> [What needs to be done]:
Convert each line of the rows below into a JSON list of strings, one string per line, omitting blank lines and leaving out the pictures.

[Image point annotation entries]

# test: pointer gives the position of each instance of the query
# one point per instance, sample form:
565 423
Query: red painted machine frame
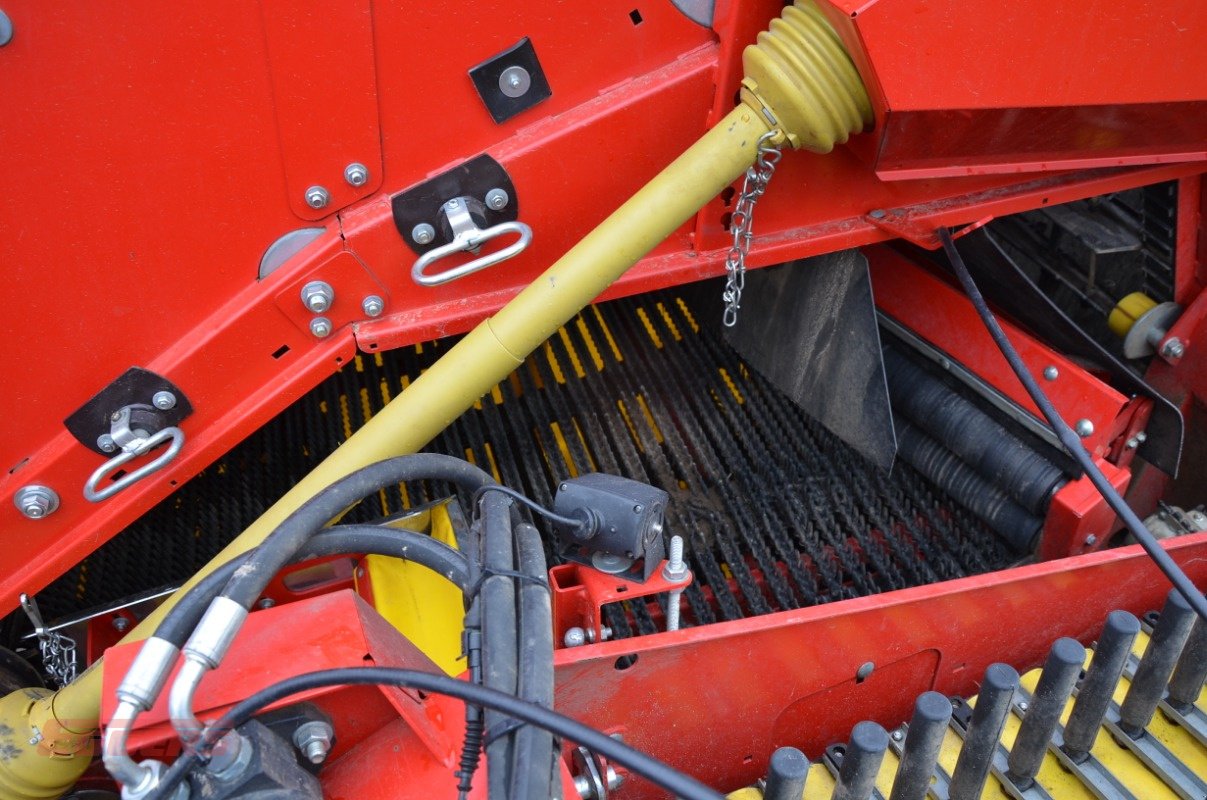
144 202
715 700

> [Response below]:
[
  "# test: pointer gives the position of each instance of the query",
  "# one point per instance, sample form:",
  "565 423",
  "Query: red painted machine frame",
  "144 202",
  "715 700"
]